▶ **Written instruction**: How many lines in the records below contain the string "bowl", matching case exactly? Reply with the number only.

▶ **Extracted information**:
++++++

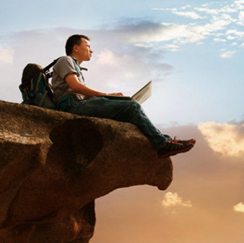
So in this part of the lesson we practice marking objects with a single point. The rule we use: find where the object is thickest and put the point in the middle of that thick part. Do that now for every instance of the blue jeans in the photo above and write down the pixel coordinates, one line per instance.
(121, 110)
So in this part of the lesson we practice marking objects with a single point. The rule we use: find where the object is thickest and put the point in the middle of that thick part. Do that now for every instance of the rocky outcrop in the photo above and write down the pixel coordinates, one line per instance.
(53, 165)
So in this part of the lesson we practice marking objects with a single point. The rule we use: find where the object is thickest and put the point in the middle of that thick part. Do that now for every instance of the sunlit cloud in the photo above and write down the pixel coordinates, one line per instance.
(239, 208)
(215, 19)
(108, 58)
(241, 18)
(192, 15)
(6, 55)
(227, 139)
(173, 200)
(228, 54)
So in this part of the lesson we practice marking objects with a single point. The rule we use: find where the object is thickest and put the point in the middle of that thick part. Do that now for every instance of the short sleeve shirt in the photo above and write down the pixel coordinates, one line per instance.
(66, 65)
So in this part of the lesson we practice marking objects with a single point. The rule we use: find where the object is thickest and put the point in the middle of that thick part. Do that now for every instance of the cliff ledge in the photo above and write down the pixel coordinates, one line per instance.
(53, 165)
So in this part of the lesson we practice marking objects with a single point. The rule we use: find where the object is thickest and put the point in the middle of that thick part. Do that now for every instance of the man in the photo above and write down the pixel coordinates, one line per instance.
(72, 95)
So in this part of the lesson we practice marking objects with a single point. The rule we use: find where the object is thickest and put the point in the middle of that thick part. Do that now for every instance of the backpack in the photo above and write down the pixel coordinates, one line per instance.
(35, 87)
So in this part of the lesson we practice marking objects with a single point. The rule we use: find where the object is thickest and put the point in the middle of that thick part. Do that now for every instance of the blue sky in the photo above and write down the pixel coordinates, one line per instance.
(193, 53)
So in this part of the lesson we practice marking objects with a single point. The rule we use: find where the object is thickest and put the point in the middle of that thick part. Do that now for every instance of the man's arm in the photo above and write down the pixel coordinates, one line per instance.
(79, 88)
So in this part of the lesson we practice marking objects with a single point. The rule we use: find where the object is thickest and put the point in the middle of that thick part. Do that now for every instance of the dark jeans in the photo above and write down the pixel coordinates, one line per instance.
(121, 110)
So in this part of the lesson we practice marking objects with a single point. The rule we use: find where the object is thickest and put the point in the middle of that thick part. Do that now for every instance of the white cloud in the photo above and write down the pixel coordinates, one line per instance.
(227, 139)
(192, 15)
(208, 11)
(228, 54)
(108, 58)
(239, 4)
(219, 40)
(173, 199)
(241, 18)
(239, 208)
(6, 55)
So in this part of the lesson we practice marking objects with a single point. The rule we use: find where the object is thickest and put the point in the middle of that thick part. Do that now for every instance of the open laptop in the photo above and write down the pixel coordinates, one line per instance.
(140, 96)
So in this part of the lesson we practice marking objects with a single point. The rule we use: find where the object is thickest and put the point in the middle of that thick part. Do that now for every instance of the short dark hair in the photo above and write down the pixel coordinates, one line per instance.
(74, 40)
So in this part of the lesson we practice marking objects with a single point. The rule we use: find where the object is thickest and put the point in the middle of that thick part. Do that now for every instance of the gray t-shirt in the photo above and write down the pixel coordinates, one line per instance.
(66, 65)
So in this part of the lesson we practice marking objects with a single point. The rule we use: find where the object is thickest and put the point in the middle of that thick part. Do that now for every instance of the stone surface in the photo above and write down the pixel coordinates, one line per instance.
(53, 165)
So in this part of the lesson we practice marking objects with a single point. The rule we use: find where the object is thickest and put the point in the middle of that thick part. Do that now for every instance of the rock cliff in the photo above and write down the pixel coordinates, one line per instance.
(53, 165)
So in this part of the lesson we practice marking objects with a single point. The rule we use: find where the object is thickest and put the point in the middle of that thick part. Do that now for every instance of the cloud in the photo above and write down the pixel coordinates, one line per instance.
(239, 208)
(192, 15)
(6, 55)
(228, 54)
(227, 139)
(241, 18)
(107, 57)
(172, 200)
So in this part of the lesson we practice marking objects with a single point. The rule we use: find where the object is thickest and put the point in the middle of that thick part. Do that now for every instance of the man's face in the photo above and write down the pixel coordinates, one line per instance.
(83, 51)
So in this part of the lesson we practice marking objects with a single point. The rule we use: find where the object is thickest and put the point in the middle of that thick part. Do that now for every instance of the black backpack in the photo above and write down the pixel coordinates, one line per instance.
(35, 87)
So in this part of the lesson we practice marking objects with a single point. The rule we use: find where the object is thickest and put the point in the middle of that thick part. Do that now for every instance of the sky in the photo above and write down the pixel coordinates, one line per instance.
(192, 51)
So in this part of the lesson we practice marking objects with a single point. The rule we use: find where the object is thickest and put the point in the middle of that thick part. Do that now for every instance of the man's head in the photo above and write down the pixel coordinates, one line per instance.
(78, 46)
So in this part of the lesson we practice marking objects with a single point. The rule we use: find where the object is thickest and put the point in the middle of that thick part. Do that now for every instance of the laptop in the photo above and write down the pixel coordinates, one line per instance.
(140, 96)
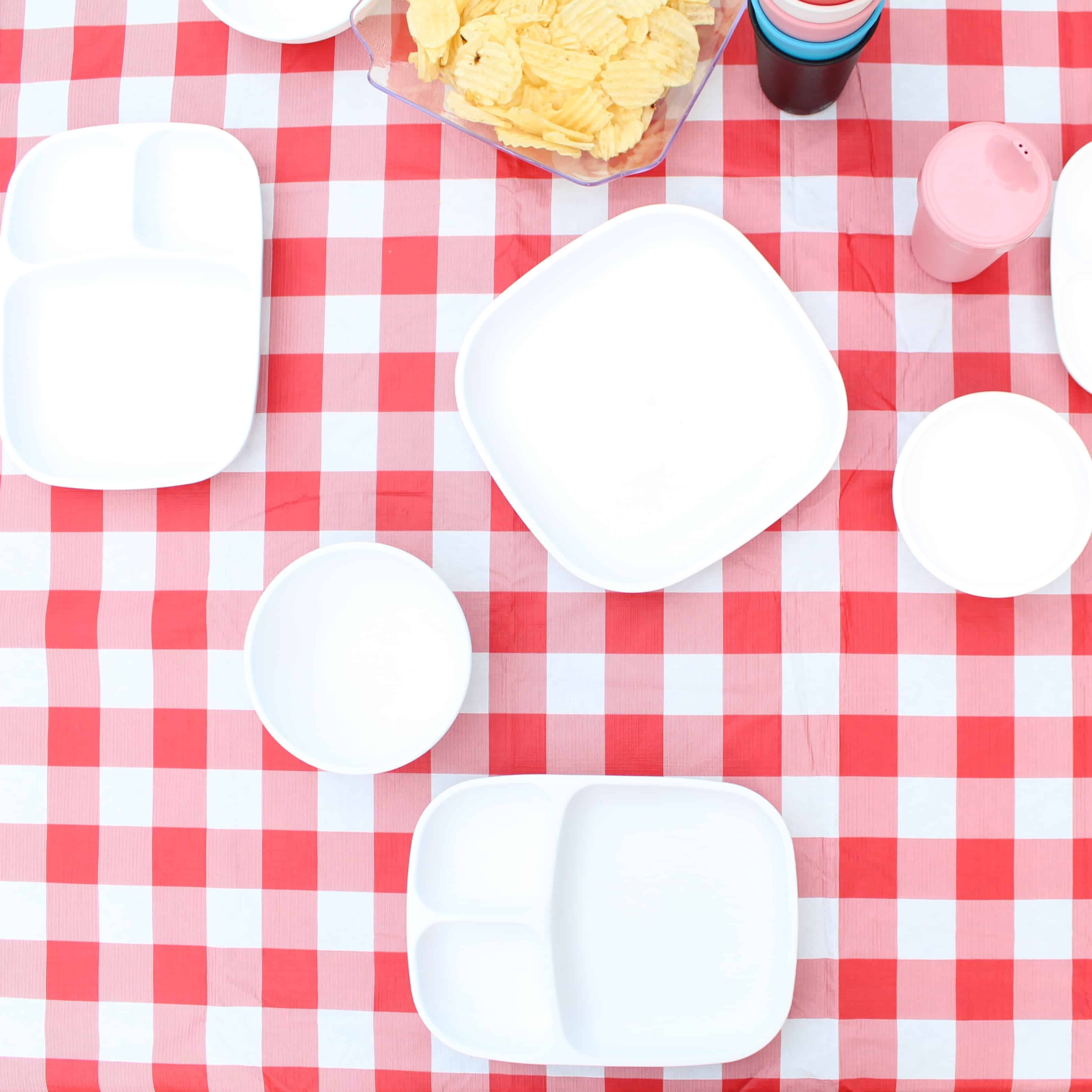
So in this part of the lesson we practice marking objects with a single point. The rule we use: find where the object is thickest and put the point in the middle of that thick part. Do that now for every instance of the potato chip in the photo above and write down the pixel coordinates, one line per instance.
(697, 13)
(633, 9)
(594, 24)
(565, 68)
(633, 82)
(523, 12)
(514, 138)
(489, 75)
(584, 112)
(458, 105)
(433, 22)
(672, 28)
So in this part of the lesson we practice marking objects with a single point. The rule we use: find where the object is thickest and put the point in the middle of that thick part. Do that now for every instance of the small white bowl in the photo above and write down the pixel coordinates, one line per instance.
(993, 494)
(823, 12)
(357, 658)
(290, 22)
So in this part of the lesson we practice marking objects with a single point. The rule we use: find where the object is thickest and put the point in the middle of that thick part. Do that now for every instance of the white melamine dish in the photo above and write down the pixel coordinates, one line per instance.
(1072, 266)
(130, 306)
(650, 398)
(357, 658)
(993, 493)
(602, 921)
(290, 22)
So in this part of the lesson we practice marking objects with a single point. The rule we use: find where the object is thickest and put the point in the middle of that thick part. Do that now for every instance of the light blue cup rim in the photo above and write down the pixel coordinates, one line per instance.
(814, 50)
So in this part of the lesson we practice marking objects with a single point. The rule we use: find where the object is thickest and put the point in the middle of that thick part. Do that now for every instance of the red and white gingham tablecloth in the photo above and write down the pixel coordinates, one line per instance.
(184, 907)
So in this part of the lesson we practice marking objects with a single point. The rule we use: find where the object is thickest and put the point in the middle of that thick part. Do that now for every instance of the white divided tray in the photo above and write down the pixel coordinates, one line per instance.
(130, 306)
(602, 921)
(1072, 266)
(650, 398)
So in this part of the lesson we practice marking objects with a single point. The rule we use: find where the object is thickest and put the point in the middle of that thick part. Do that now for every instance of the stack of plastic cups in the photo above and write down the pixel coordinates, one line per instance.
(808, 48)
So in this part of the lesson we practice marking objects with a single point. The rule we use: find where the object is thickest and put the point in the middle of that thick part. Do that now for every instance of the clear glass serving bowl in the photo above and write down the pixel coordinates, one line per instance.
(382, 28)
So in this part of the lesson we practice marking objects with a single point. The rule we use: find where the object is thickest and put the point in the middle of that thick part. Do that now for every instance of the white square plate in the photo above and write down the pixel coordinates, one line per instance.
(650, 398)
(130, 306)
(602, 921)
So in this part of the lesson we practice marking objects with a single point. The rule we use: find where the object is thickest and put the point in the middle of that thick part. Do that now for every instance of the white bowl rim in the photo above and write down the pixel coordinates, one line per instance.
(823, 13)
(262, 604)
(955, 406)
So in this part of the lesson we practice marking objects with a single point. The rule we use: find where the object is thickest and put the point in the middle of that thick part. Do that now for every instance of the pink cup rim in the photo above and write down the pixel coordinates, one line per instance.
(928, 198)
(816, 32)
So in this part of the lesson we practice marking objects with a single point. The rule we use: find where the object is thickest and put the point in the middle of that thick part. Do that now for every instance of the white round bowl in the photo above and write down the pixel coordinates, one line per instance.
(993, 494)
(290, 22)
(357, 658)
(823, 12)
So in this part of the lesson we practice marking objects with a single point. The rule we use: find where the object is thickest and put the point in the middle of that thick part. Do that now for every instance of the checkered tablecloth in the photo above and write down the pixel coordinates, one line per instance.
(184, 907)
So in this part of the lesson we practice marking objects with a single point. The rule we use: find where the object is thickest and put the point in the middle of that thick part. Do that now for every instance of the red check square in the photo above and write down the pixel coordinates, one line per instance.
(73, 736)
(201, 48)
(181, 975)
(72, 621)
(71, 971)
(71, 854)
(517, 743)
(393, 861)
(290, 979)
(635, 624)
(867, 989)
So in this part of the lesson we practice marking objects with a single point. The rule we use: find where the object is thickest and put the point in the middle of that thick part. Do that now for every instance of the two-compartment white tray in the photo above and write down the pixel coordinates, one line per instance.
(650, 398)
(602, 921)
(130, 306)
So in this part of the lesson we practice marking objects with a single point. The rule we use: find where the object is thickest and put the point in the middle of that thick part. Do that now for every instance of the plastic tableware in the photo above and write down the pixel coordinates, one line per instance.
(644, 435)
(993, 494)
(983, 190)
(292, 22)
(808, 12)
(380, 25)
(1072, 266)
(357, 658)
(801, 87)
(132, 292)
(814, 50)
(815, 32)
(602, 921)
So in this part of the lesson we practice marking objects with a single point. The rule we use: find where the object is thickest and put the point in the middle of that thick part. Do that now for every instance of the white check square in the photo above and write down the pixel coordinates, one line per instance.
(926, 686)
(23, 794)
(926, 929)
(125, 1031)
(461, 559)
(356, 210)
(24, 560)
(809, 684)
(346, 921)
(125, 914)
(22, 910)
(809, 562)
(811, 806)
(234, 800)
(1044, 807)
(694, 685)
(234, 918)
(233, 1036)
(576, 683)
(125, 796)
(926, 807)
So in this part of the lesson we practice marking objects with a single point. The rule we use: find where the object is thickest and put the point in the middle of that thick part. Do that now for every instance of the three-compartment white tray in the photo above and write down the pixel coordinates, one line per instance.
(130, 306)
(650, 398)
(602, 921)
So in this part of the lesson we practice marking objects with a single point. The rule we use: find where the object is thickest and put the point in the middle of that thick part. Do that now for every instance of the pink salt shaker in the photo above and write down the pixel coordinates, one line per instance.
(983, 190)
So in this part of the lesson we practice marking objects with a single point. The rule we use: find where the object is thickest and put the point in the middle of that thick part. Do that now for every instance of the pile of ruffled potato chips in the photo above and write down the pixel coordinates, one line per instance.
(570, 77)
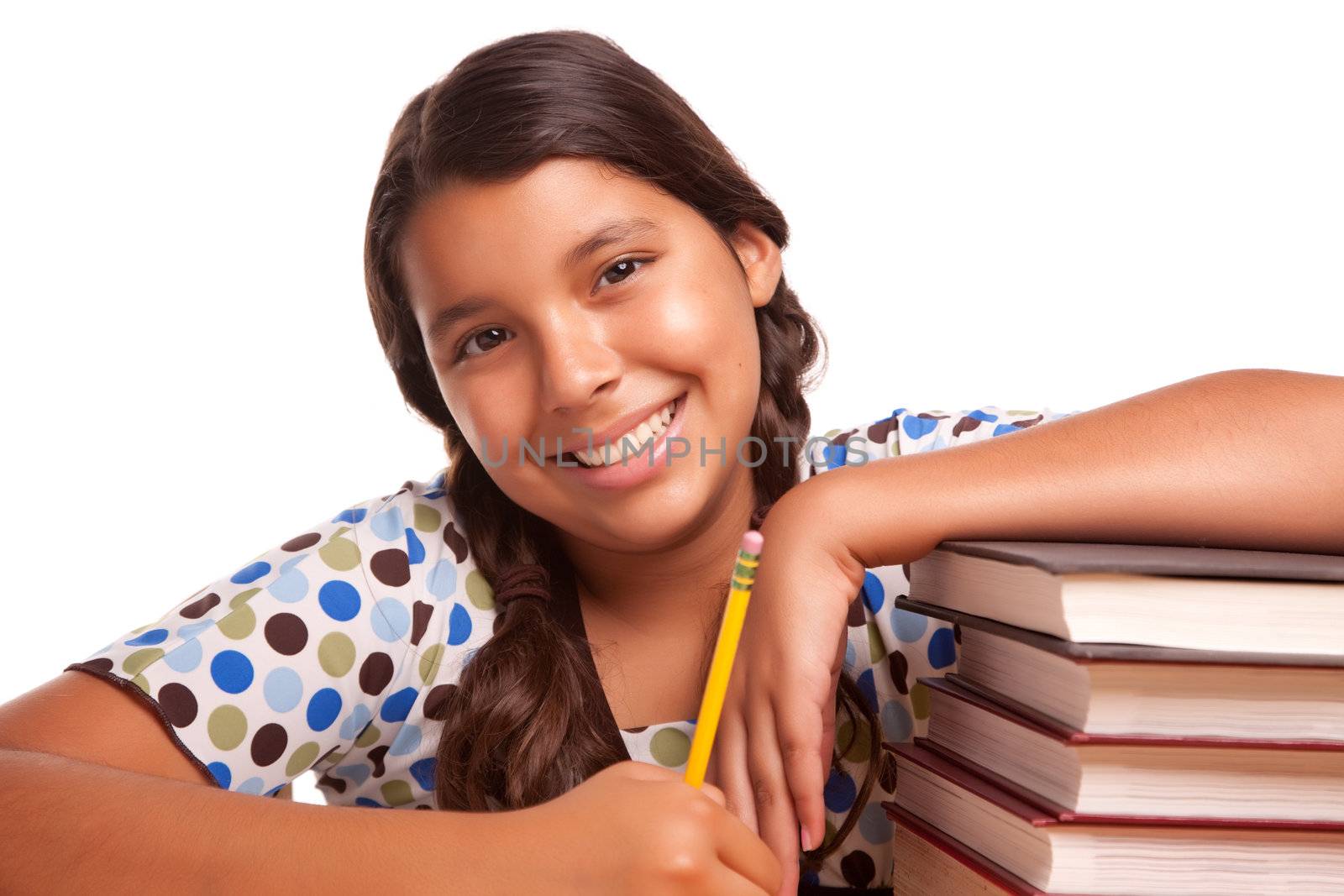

++++++

▶ **Task result**: 4